[RECORDS SHOWN start]
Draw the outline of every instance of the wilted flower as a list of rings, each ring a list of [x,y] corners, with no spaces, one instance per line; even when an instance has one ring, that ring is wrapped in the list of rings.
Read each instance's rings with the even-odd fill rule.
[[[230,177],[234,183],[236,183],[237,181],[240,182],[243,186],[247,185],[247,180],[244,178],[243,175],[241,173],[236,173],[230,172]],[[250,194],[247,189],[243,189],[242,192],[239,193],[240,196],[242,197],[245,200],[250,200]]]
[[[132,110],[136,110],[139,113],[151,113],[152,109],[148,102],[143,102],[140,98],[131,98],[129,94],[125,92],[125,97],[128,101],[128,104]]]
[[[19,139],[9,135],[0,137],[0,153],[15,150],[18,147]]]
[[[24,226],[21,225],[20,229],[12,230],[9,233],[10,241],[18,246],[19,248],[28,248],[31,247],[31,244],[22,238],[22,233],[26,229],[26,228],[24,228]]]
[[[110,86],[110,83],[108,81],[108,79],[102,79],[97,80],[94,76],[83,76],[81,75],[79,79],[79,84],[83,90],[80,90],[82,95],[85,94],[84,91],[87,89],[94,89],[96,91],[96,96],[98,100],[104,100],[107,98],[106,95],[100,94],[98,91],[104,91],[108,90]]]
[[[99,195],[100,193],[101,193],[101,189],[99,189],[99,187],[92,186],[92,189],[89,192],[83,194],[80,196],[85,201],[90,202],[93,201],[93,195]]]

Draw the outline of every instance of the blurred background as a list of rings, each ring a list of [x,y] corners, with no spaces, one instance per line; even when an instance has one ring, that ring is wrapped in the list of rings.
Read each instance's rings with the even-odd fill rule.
[RECORDS SHOWN end]
- _WHAT IS ASKED_: Can you copy out every one of the records above again, word for word and line for line?

- _TASK ANSWER_:
Draw the outline of every instance of the wilted flower as a list of rings, each ring a list of [x,y] corners, with no spaces, one instance per line; even when an instance has one ring, that ring is wrapped in the list of rings.
Read each instance's rings with the even-odd fill rule.
[[[230,177],[234,183],[236,183],[237,181],[240,182],[243,186],[247,185],[247,180],[244,178],[243,175],[241,173],[236,173],[230,172]],[[250,194],[247,189],[243,189],[242,192],[239,193],[240,196],[242,197],[245,200],[250,200]]]
[[[132,110],[136,110],[139,113],[151,113],[152,109],[148,102],[143,102],[140,98],[131,98],[129,94],[125,92],[125,97],[128,101],[128,104]]]
[[[19,139],[9,135],[0,137],[0,153],[15,150],[18,147]]]
[[[24,226],[21,225],[20,229],[12,230],[9,233],[10,241],[18,246],[19,248],[28,248],[31,247],[31,244],[22,238],[22,233],[26,229],[26,228],[24,228]]]
[[[110,86],[110,83],[108,81],[108,79],[102,79],[97,80],[94,76],[83,76],[81,75],[79,79],[79,84],[83,90],[80,90],[82,95],[85,94],[84,91],[87,89],[94,89],[96,91],[96,96],[98,100],[104,100],[107,98],[106,95],[100,94],[98,91],[104,91],[108,90]]]
[[[99,195],[100,193],[101,193],[101,189],[99,189],[99,187],[92,186],[92,189],[89,192],[83,194],[80,196],[85,201],[90,202],[93,201],[93,195]]]

Draw the outline of every instance of the blurred background as a list of rings, each ring a list of [x,y] corners, with no spaces, one instance per line; even when an instance has one ring, that ring is wrapped in the list of rings.
Read each instance's rings with the even-odd fill rule.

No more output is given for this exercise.